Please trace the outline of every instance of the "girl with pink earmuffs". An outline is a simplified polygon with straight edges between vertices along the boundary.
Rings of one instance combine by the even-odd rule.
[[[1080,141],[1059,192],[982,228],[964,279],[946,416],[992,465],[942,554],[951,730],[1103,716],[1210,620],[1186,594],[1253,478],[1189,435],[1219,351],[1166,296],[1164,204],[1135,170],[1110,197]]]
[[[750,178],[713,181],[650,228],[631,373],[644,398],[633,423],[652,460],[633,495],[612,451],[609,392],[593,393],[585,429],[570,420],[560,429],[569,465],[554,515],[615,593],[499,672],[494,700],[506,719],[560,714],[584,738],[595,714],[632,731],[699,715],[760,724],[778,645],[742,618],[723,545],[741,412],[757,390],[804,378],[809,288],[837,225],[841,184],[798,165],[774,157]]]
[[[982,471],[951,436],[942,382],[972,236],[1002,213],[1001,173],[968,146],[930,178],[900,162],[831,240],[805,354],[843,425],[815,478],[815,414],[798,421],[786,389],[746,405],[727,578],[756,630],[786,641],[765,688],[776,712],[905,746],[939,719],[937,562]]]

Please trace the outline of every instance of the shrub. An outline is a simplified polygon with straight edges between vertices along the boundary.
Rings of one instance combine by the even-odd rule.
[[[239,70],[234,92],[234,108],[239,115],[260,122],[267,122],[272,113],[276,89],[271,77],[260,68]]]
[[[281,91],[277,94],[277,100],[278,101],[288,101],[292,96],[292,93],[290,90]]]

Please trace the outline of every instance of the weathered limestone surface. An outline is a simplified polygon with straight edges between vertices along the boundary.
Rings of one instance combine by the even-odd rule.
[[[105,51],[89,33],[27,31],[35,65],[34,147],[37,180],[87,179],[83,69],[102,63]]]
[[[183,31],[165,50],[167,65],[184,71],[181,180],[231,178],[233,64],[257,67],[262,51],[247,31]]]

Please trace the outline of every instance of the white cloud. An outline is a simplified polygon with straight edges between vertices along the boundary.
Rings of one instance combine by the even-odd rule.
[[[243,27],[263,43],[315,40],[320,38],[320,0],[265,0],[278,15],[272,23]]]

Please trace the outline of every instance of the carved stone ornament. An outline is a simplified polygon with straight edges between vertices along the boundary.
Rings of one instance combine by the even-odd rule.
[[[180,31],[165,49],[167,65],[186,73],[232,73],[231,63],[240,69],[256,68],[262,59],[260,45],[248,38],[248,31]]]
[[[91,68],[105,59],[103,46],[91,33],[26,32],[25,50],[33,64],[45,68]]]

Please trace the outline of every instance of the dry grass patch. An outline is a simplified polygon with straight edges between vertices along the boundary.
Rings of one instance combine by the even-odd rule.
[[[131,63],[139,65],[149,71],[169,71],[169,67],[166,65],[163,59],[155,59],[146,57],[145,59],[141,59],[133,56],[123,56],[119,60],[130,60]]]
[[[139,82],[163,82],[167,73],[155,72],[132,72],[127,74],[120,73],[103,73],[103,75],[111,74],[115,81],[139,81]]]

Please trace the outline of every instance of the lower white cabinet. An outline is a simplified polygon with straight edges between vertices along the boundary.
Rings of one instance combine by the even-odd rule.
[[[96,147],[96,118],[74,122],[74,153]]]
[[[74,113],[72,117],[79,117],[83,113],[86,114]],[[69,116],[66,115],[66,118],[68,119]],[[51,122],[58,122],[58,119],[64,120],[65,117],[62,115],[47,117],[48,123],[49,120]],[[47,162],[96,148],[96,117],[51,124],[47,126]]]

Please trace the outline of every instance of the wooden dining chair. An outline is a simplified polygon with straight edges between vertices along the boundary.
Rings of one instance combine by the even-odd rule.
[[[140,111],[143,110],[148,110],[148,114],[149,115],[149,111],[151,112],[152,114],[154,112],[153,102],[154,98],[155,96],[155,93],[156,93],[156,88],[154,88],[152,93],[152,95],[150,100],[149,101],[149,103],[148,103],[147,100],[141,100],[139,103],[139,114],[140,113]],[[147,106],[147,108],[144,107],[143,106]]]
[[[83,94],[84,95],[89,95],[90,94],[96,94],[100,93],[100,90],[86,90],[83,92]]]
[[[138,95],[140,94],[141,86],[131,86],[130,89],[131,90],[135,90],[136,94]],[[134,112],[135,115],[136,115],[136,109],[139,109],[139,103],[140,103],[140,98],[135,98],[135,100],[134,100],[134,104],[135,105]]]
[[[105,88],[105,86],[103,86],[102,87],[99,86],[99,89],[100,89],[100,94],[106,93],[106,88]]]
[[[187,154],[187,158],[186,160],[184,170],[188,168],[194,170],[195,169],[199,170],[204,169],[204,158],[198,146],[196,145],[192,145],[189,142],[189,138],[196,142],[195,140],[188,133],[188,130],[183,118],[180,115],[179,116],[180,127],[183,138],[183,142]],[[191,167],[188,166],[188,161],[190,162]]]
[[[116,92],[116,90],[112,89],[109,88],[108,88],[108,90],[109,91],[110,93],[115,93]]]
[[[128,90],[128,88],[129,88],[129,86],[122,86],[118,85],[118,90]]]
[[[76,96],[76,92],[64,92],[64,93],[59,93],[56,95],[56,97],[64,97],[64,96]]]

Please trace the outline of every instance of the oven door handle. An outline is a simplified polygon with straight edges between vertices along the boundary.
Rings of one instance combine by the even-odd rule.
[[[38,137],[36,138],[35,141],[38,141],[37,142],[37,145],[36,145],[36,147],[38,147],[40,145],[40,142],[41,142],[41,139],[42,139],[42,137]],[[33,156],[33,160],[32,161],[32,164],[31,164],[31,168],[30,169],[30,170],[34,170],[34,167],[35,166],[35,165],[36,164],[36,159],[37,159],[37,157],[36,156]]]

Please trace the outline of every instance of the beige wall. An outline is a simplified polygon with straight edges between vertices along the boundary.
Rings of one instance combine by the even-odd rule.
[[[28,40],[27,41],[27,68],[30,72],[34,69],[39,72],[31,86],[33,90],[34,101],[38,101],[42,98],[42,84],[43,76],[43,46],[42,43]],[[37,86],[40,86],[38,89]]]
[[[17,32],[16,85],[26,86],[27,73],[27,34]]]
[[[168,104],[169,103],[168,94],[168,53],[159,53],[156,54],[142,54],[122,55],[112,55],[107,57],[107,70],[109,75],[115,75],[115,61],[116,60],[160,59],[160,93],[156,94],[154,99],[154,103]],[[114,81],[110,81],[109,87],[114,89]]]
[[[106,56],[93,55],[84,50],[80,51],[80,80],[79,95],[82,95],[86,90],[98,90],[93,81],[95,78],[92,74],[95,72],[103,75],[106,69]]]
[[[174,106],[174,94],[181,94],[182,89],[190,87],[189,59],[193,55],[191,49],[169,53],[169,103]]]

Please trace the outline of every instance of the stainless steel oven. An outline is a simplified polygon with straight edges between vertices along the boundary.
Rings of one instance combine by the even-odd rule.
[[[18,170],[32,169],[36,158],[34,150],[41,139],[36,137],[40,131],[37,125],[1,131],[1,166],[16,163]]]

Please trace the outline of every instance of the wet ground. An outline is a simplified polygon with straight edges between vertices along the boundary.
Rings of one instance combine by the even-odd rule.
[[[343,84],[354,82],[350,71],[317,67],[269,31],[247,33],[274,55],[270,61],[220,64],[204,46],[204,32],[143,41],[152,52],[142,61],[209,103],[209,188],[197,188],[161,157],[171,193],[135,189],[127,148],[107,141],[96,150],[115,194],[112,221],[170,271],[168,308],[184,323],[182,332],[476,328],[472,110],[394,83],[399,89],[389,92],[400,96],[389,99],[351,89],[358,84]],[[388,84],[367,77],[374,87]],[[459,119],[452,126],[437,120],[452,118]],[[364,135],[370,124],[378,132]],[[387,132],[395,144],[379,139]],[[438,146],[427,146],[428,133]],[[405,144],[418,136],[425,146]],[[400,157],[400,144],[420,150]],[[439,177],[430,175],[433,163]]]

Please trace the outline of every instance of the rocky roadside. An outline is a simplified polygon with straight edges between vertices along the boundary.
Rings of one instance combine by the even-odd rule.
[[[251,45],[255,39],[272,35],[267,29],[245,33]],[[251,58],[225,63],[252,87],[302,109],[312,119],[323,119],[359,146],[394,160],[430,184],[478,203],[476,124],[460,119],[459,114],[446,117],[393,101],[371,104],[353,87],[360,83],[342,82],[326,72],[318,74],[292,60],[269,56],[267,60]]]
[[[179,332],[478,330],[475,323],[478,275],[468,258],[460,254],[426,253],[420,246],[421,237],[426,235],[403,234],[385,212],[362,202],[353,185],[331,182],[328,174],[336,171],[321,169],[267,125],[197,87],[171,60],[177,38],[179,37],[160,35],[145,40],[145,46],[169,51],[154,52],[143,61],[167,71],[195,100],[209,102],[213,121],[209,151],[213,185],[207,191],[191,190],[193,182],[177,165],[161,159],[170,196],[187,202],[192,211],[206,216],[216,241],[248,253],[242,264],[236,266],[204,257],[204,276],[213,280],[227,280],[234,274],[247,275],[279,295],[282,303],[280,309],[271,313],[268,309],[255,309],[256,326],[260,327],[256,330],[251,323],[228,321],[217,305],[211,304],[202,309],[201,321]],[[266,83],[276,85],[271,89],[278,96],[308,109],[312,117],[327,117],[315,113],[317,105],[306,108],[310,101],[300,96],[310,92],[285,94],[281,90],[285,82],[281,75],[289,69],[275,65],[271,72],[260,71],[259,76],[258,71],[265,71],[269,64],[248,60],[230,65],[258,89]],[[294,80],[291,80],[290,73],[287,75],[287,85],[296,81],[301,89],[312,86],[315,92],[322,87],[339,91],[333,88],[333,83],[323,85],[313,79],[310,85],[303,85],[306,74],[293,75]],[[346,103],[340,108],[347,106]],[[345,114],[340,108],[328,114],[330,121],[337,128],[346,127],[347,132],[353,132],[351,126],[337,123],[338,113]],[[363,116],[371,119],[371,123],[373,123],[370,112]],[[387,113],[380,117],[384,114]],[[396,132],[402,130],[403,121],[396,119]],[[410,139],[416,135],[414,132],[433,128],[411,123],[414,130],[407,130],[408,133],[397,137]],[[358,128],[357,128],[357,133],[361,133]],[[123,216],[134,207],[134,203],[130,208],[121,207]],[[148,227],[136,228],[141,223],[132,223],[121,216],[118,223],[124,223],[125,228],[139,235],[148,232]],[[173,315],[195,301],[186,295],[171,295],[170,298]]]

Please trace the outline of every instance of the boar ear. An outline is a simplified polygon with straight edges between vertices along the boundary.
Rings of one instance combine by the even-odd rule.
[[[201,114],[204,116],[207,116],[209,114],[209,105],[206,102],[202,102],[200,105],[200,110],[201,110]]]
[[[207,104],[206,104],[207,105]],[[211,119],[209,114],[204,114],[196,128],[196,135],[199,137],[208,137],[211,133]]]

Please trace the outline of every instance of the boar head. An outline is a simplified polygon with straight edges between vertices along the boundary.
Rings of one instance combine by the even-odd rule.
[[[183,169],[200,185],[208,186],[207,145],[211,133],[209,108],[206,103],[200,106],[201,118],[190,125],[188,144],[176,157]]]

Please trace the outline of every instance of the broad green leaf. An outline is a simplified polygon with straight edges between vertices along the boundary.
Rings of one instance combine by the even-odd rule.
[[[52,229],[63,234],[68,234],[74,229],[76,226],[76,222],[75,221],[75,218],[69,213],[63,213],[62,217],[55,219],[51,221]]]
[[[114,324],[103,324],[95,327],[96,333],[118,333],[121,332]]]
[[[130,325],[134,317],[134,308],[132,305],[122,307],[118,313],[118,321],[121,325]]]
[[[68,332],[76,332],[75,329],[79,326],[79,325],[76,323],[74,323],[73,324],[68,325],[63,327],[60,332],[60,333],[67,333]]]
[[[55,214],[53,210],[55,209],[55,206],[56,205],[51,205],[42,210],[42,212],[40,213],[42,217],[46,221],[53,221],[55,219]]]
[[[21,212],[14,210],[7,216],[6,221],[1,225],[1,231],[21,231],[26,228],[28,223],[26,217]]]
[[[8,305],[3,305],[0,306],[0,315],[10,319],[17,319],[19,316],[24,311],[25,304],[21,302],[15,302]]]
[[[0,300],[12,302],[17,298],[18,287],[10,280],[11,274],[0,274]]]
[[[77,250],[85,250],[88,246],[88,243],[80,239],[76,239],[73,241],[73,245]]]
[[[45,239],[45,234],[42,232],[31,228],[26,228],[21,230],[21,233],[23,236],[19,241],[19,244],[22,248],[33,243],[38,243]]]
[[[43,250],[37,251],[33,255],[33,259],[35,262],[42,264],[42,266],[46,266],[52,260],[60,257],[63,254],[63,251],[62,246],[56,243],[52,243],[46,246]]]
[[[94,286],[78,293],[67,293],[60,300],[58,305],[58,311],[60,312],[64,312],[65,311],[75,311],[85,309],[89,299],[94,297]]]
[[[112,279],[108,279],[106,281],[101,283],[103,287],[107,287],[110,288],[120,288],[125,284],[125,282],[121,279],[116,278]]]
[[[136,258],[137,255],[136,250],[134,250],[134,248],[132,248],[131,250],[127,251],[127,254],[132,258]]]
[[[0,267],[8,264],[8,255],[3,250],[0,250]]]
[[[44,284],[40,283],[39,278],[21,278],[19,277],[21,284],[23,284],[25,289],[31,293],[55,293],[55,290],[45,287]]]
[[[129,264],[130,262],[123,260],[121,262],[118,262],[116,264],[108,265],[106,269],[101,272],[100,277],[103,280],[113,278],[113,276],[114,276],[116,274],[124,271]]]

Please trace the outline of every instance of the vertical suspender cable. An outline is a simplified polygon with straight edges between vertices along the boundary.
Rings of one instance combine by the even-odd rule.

_Set exercise_: Write out again the lines from the one with "Please trace the outline of every instance of the lower" up to and including the one with "[[[96,147],[96,118],[74,122],[74,153]]]", exactly as they are.

_The result_:
Please trace the outline of every instance of the lower white cabinet. An outline is a simplified polygon with straight edges between vertices along the boundary.
Rings of one instance combine by the even-odd rule.
[[[96,147],[96,118],[74,122],[74,153]]]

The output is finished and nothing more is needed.